Last summer, Mr. Caruso became chairman of the board and installed Wanda Austin, a former aerospace executive, as interim president, forcing out C.L. Max Nikias, who still had many loyalists among the board who opposed Mr. Caruso’s efforts to install new leadership.

Marc Benioff, the founder of Salesforce.com and a fellow board member who is close to Mr. Caruso, said it “was one of the most politically charged situations I have ever witnessed.”

“These were probably some of the darkest days I have ever seen for U.S.C.,” he said.

For Mr. Caruso, the politically fraught drama at U.S.C. drew parallels to his role in an earlier episode in Los Angeles: as president of the Police Commission in 2002, when the Los Angeles Police Department was reeling from the Rampart corruption scandal. The department, still shaken from the aftermath of the Rodney King beating and the ensuing riots, was led by Bernard Parks, who was an icon in the black community but who many city leaders wanted gone. Mr. Caruso pushed Mr. Parks out and helped bring in William Bratton to reform the department.

“Rick was the one who had to manage the commission’s vote to oust Parks,” said Connie Rice, a prominent African-American civil rights attorney who was on the commission. “And I can’t tell you the kind of courage that that took. And my part was, I was their racial shield. They couldn’t remove an icon like that, unless you had the leading civil rights lawyer in the city, who is African-American, saying he needs to go.”

The U.S.C. drama has attracted a great deal of public scrutiny, some intensely personal. After U.S.C. was implicated in the bribery scandal, news emerged that one of the students who was allegedly admitted to the school after her parents paid a bribe was vacationing on Mr. Caruso’s yacht with his daughter.

The scrutiny is sure to intensify as Mr. Caruso takes a bigger role in the city’s affairs, and there is sure to be renewed talk of a possible run for mayor — something he planned to do in 2012 before opting out, after he had already cut campaign commercials. It is speculation that Mr. Caruso welcomes. “If there is a chance down the road, I will consider it,” he said.

For all his successes, even those who admire his business acumen question whether he could break through in politics in Los Angeles.

Some of the most important debates underway in the city are about gentrification of minority neighborhoods and the future of urban spaces. Mr. Caruso, whose developments tend to be privileged enclaves set apart from the city, has mostly shied away from those debates, although much of his philanthropy is directed toward South Los Angeles.

## Job
Extract the part of the article about Rick Caruso starting with "The scrutiny is" and going on through "in Los Angeles.", copying it word for word. The items that follow come from a different source than the article.

## Recorded data

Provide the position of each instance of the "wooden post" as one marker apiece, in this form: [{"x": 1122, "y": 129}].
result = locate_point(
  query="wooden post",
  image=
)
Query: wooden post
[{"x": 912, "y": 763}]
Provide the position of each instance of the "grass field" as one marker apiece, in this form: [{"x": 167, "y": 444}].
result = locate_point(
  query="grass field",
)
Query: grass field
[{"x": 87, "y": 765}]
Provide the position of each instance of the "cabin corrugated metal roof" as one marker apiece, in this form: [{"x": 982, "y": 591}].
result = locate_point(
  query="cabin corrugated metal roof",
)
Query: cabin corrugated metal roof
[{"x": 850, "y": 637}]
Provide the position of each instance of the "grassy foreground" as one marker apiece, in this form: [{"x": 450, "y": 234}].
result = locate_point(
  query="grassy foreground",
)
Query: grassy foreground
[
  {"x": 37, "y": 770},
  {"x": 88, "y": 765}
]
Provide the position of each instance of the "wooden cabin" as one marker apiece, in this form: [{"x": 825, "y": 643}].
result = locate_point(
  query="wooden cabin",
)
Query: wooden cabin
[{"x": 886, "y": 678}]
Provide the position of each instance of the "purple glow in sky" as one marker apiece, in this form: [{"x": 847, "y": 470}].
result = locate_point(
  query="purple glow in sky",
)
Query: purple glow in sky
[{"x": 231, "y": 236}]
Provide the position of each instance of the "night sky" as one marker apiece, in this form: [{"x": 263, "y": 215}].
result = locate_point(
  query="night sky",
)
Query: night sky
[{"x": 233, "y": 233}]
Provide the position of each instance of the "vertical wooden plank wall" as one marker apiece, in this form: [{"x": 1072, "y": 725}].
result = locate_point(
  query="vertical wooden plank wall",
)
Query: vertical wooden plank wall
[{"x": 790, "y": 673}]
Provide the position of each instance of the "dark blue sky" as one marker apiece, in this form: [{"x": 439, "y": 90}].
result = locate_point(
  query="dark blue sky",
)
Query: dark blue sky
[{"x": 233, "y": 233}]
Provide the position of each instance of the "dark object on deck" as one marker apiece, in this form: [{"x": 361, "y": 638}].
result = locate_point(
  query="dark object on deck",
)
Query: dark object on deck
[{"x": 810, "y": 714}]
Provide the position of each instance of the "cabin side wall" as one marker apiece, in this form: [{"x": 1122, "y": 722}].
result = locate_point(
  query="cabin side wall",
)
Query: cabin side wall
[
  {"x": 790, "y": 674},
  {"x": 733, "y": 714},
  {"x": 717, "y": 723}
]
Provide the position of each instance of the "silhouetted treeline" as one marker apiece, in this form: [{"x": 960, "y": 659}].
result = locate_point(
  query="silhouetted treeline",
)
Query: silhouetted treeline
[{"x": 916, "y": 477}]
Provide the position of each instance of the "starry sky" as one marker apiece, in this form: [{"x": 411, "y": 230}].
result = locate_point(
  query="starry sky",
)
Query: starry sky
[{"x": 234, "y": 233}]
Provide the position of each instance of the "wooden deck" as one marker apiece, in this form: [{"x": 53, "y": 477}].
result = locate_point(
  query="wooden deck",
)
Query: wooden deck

## Answer for this exercise
The scrutiny is sure to intensify as Mr. Caruso takes a bigger role in the city’s affairs, and there is sure to be renewed talk of a possible run for mayor — something he planned to do in 2012 before opting out, after he had already cut campaign commercials. It is speculation that Mr. Caruso welcomes. “If there is a chance down the road, I will consider it,” he said.

For all his successes, even those who admire his business acumen question whether he could break through in politics in Los Angeles.